> **YOUR GOAL**: Lines with the word "railing" are the ones wanted. Copy each of them from the entries below.
(DATA LISTING begins)
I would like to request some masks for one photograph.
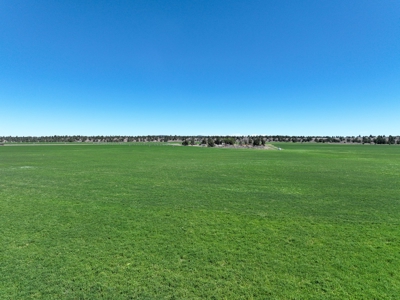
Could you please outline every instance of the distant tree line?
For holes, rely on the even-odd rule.
[[[262,147],[265,143],[341,143],[341,144],[400,144],[400,136],[287,136],[287,135],[248,135],[248,136],[3,136],[0,143],[133,143],[133,142],[179,142],[184,146],[251,146]]]

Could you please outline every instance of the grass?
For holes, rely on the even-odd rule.
[[[400,147],[0,147],[0,299],[396,299]]]

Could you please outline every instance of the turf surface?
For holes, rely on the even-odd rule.
[[[400,147],[0,147],[0,299],[398,299]]]

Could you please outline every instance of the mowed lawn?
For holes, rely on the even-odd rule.
[[[0,147],[0,299],[398,299],[400,147]]]

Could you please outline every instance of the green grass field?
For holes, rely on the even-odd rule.
[[[0,147],[0,299],[399,299],[400,147]]]

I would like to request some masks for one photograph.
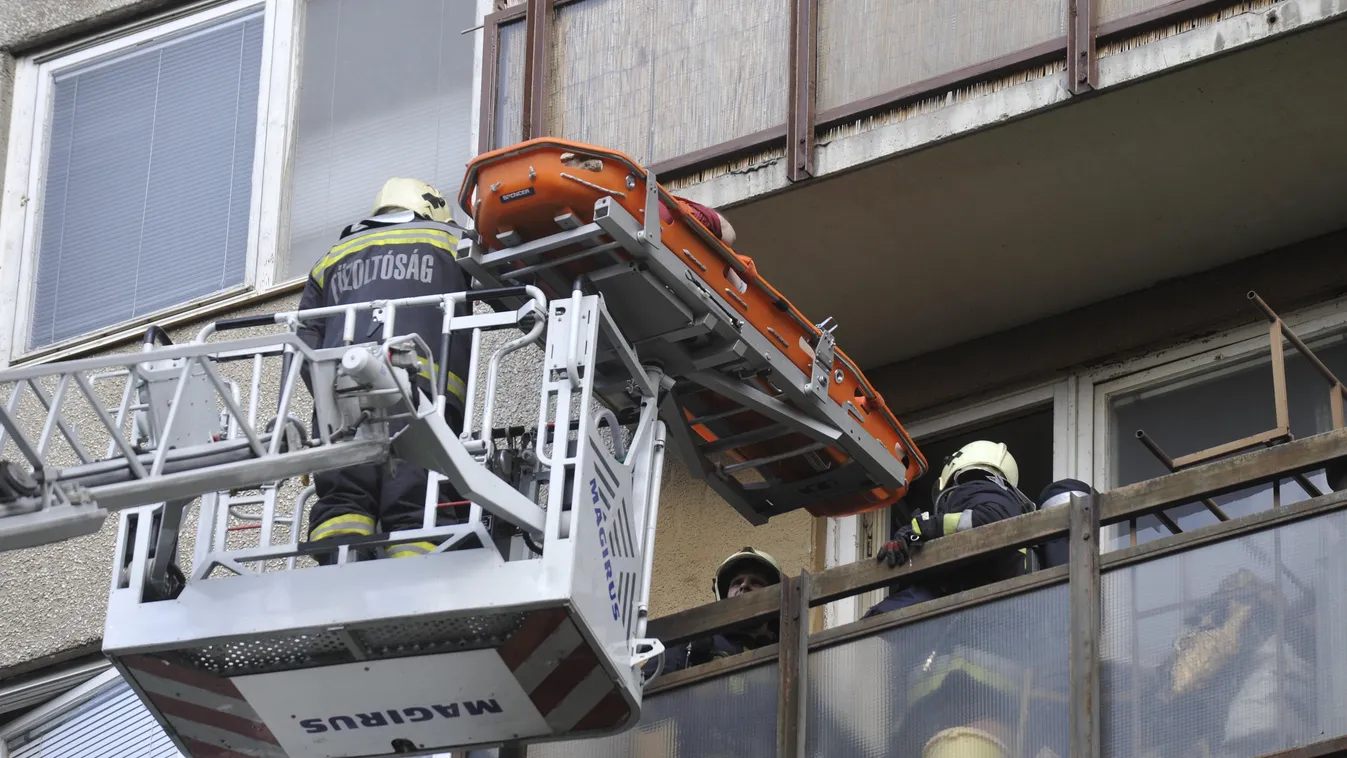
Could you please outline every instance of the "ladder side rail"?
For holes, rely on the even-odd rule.
[[[214,325],[207,325],[206,327],[203,327],[202,330],[205,331],[207,329],[213,333]],[[242,337],[227,342],[203,341],[165,345],[163,347],[156,347],[153,352],[148,354],[113,353],[111,355],[99,355],[92,358],[76,358],[69,361],[62,361],[59,364],[39,363],[33,366],[19,366],[0,371],[0,382],[40,379],[60,373],[74,371],[87,372],[97,369],[124,369],[135,371],[142,364],[151,361],[160,362],[177,358],[199,358],[201,356],[215,356],[222,353],[245,354],[266,352],[283,345],[292,345],[296,350],[308,356],[310,360],[313,359],[314,350],[304,344],[304,341],[301,340],[298,335],[290,332],[278,332],[256,337]],[[147,357],[147,355],[152,357]]]

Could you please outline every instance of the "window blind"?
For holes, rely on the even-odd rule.
[[[29,348],[242,284],[262,14],[58,72]]]

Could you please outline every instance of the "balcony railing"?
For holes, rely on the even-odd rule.
[[[1234,4],[527,0],[486,18],[479,149],[559,136],[666,178],[775,153],[799,181],[831,127],[1045,65],[1081,94],[1099,41]]]
[[[1347,491],[1099,551],[1101,524],[1344,462],[1340,429],[951,535],[897,569],[802,573],[656,619],[673,644],[776,617],[781,642],[661,677],[623,734],[527,754],[920,755],[932,730],[971,724],[1029,758],[1347,751]],[[1060,537],[1066,566],[807,633],[811,606]],[[942,686],[952,670],[962,689]]]

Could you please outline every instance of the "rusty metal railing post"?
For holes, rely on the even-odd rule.
[[[805,708],[809,695],[809,599],[812,584],[808,571],[788,577],[781,584],[780,689],[776,702],[777,758],[804,758]]]
[[[1071,758],[1099,758],[1099,644],[1103,599],[1099,581],[1097,496],[1071,498],[1067,568],[1071,615]]]
[[[547,74],[552,70],[552,0],[528,0],[524,34],[523,137],[547,131]]]
[[[818,59],[818,0],[790,6],[790,94],[786,111],[786,171],[792,182],[814,175],[814,91]]]
[[[1066,2],[1067,89],[1083,95],[1099,86],[1095,55],[1095,0]]]

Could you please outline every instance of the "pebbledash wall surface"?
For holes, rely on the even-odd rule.
[[[66,43],[181,5],[185,3],[165,0],[0,0],[0,168],[6,156],[14,94],[16,56],[11,51],[17,50],[20,56],[31,54],[43,46]],[[479,18],[481,13],[479,9]],[[475,34],[480,36],[480,32]],[[17,191],[13,187],[3,189]],[[447,194],[456,188],[443,189]],[[333,228],[332,235],[335,237],[338,231],[339,227]],[[293,309],[297,302],[298,294],[291,289],[169,331],[175,341],[186,340],[209,320]],[[101,353],[138,349],[138,340],[131,340]],[[510,398],[518,408],[531,408],[536,403],[530,389],[537,382],[536,355],[534,360],[506,368],[505,386],[519,388]],[[272,376],[268,381],[274,386],[278,378]],[[90,422],[96,423],[92,418]],[[816,544],[821,538],[815,521],[801,511],[753,527],[704,484],[688,476],[674,456],[668,456],[652,613],[658,616],[708,602],[715,566],[745,545],[772,553],[789,573],[821,566],[823,551],[821,544]],[[59,658],[62,652],[88,646],[101,637],[115,530],[116,519],[109,519],[94,536],[0,554],[0,641],[4,643],[0,645],[0,677],[36,668],[41,659],[53,655]]]

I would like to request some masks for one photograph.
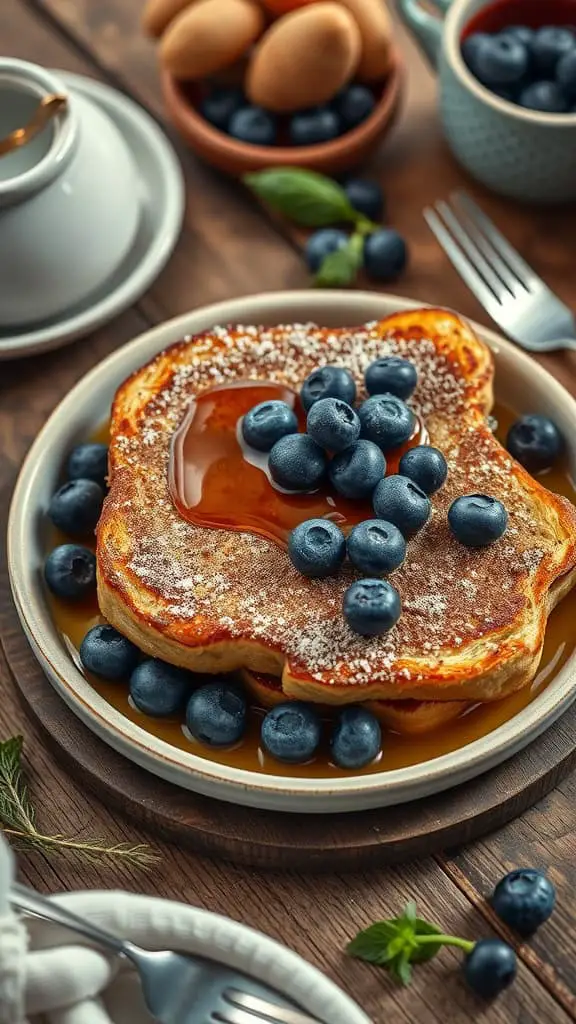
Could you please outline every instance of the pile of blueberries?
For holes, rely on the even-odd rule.
[[[376,105],[365,85],[349,85],[323,107],[300,110],[279,120],[262,107],[248,103],[238,88],[214,88],[200,103],[202,116],[222,132],[253,146],[313,146],[344,135],[365,121]]]
[[[329,482],[348,500],[371,502],[375,518],[353,527],[348,537],[329,519],[309,519],[288,542],[289,557],[305,576],[331,576],[346,556],[366,575],[348,587],[343,602],[346,622],[363,636],[386,633],[400,618],[400,595],[381,577],[404,561],[406,540],[428,522],[430,495],[448,473],[441,451],[417,445],[402,455],[398,473],[385,475],[386,453],[414,436],[417,420],[406,399],[417,380],[409,360],[377,359],[365,374],[369,397],[355,409],[352,375],[343,367],[323,366],[300,391],[305,433],[298,433],[293,410],[281,401],[261,402],[242,421],[246,444],[269,452],[268,471],[277,486],[313,492]],[[448,522],[462,544],[482,547],[502,536],[508,515],[496,498],[469,494],[451,504]]]
[[[576,112],[576,30],[510,25],[462,43],[472,74],[497,96],[549,114]]]

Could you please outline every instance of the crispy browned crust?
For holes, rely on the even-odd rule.
[[[341,614],[354,573],[308,580],[261,537],[184,522],[168,491],[172,434],[194,394],[239,378],[297,386],[316,366],[348,365],[361,385],[376,355],[419,368],[413,403],[449,462],[429,524],[393,575],[403,614],[386,636]],[[455,314],[414,310],[368,328],[214,329],[160,353],[119,389],[111,479],[98,527],[102,613],[147,653],[202,672],[247,667],[284,692],[358,700],[493,700],[535,675],[548,615],[576,581],[576,509],[494,439],[489,350]],[[446,513],[470,492],[501,498],[509,530],[470,550]]]

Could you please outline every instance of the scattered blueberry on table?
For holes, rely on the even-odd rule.
[[[55,597],[79,601],[96,591],[96,555],[80,544],[60,544],[44,563],[44,578]]]
[[[435,494],[448,476],[448,463],[442,452],[433,445],[419,444],[409,448],[398,463],[398,472],[413,480],[424,494]]]
[[[330,749],[340,768],[365,768],[382,748],[382,730],[368,708],[352,705],[343,708],[332,730]]]
[[[527,937],[551,916],[556,890],[543,871],[516,868],[498,882],[490,902],[505,924]]]
[[[480,939],[464,960],[464,977],[483,999],[494,999],[516,977],[516,954],[502,939]]]
[[[286,434],[270,452],[270,476],[288,491],[314,491],[322,483],[328,460],[308,434]]]
[[[511,25],[462,42],[472,74],[496,95],[530,110],[565,114],[576,100],[576,31]]]
[[[217,680],[194,691],[186,708],[186,725],[200,743],[232,747],[244,735],[247,713],[243,690],[228,679]]]
[[[382,449],[373,441],[360,438],[328,464],[328,479],[343,498],[359,501],[370,498],[386,472]]]
[[[320,744],[322,726],[310,704],[294,700],[278,704],[262,722],[261,740],[277,761],[306,764]]]
[[[461,544],[480,548],[506,532],[508,513],[502,502],[489,494],[464,494],[448,509],[448,523]]]
[[[225,132],[228,130],[232,115],[245,104],[246,100],[241,89],[214,88],[202,98],[200,113],[215,128]]]
[[[358,410],[362,437],[373,441],[384,453],[408,441],[416,428],[412,409],[396,395],[371,395]]]
[[[240,107],[230,118],[228,131],[253,146],[273,146],[278,136],[276,118],[261,107]]]
[[[342,133],[342,124],[335,110],[316,107],[314,110],[294,114],[288,132],[293,146],[316,146],[320,142],[338,138]]]
[[[506,447],[521,466],[534,473],[554,465],[564,449],[564,439],[549,416],[529,413],[512,424]]]
[[[183,711],[193,676],[159,658],[146,658],[130,676],[130,697],[139,711],[152,718],[170,718]]]
[[[78,444],[66,462],[68,480],[93,480],[102,490],[108,477],[108,445],[97,441]]]
[[[106,623],[92,626],[80,645],[80,661],[87,672],[116,682],[128,679],[140,661],[140,651],[127,637]]]
[[[339,92],[332,101],[342,128],[347,131],[365,121],[376,106],[374,93],[366,85],[352,84]],[[360,209],[360,207],[357,207]],[[370,217],[371,214],[366,214]]]
[[[292,530],[288,557],[303,576],[331,576],[346,557],[344,534],[330,519],[307,519]]]
[[[396,625],[402,612],[400,595],[387,580],[356,580],[344,594],[344,618],[361,636],[380,636]]]
[[[370,363],[364,380],[369,395],[396,395],[405,402],[418,383],[418,372],[409,359],[382,356]]]
[[[331,452],[342,452],[360,437],[358,414],[341,398],[321,398],[314,402],[307,419],[309,436]]]
[[[344,182],[344,191],[358,213],[368,220],[381,220],[384,213],[384,193],[377,181],[367,178],[349,178]]]
[[[321,366],[306,377],[300,389],[300,400],[306,412],[321,398],[340,398],[349,405],[356,399],[356,384],[343,366]]]
[[[330,253],[344,249],[347,245],[348,235],[340,228],[322,228],[320,231],[315,231],[308,238],[304,249],[308,267],[313,273],[316,273]]]
[[[378,228],[364,240],[364,269],[375,281],[392,281],[405,269],[408,248],[393,228]]]
[[[281,437],[297,430],[294,410],[286,402],[275,399],[260,402],[242,418],[242,437],[259,452],[269,452]]]

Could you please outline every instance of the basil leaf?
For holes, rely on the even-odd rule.
[[[350,236],[348,245],[328,253],[314,278],[318,288],[342,288],[352,284],[362,266],[362,235]]]
[[[409,985],[412,981],[412,968],[410,967],[410,960],[407,956],[400,956],[394,961],[394,976],[401,981],[403,985]]]
[[[359,216],[344,189],[314,171],[270,168],[246,174],[243,181],[269,206],[306,228],[326,227],[338,221],[355,222]]]
[[[397,939],[398,928],[392,921],[378,921],[358,932],[356,938],[348,943],[346,952],[358,960],[382,966],[394,955],[390,953],[390,943]]]
[[[428,921],[423,921],[421,917],[417,917],[414,921],[414,933],[416,936],[416,942],[418,942],[418,935],[442,934],[440,928],[437,928],[435,924],[430,924]],[[432,960],[432,957],[436,956],[436,953],[442,948],[442,945],[442,941],[440,941],[438,945],[434,942],[427,942],[423,946],[416,945],[416,948],[412,950],[410,960],[413,964],[422,964],[426,960]]]

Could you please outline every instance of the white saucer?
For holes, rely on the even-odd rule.
[[[146,291],[167,262],[182,227],[185,191],[172,145],[153,118],[116,89],[84,75],[58,71],[72,91],[97,103],[120,129],[140,172],[142,216],[129,255],[82,306],[20,331],[0,330],[0,360],[59,348],[118,316]]]

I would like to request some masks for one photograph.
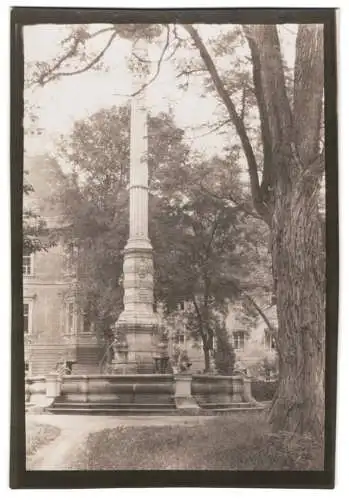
(DATA LISTING ends)
> **SOLUTION BELOW**:
Could you please outline every instance of the "balcony railing"?
Could you please outline every instance of the "rusty metal railing post"?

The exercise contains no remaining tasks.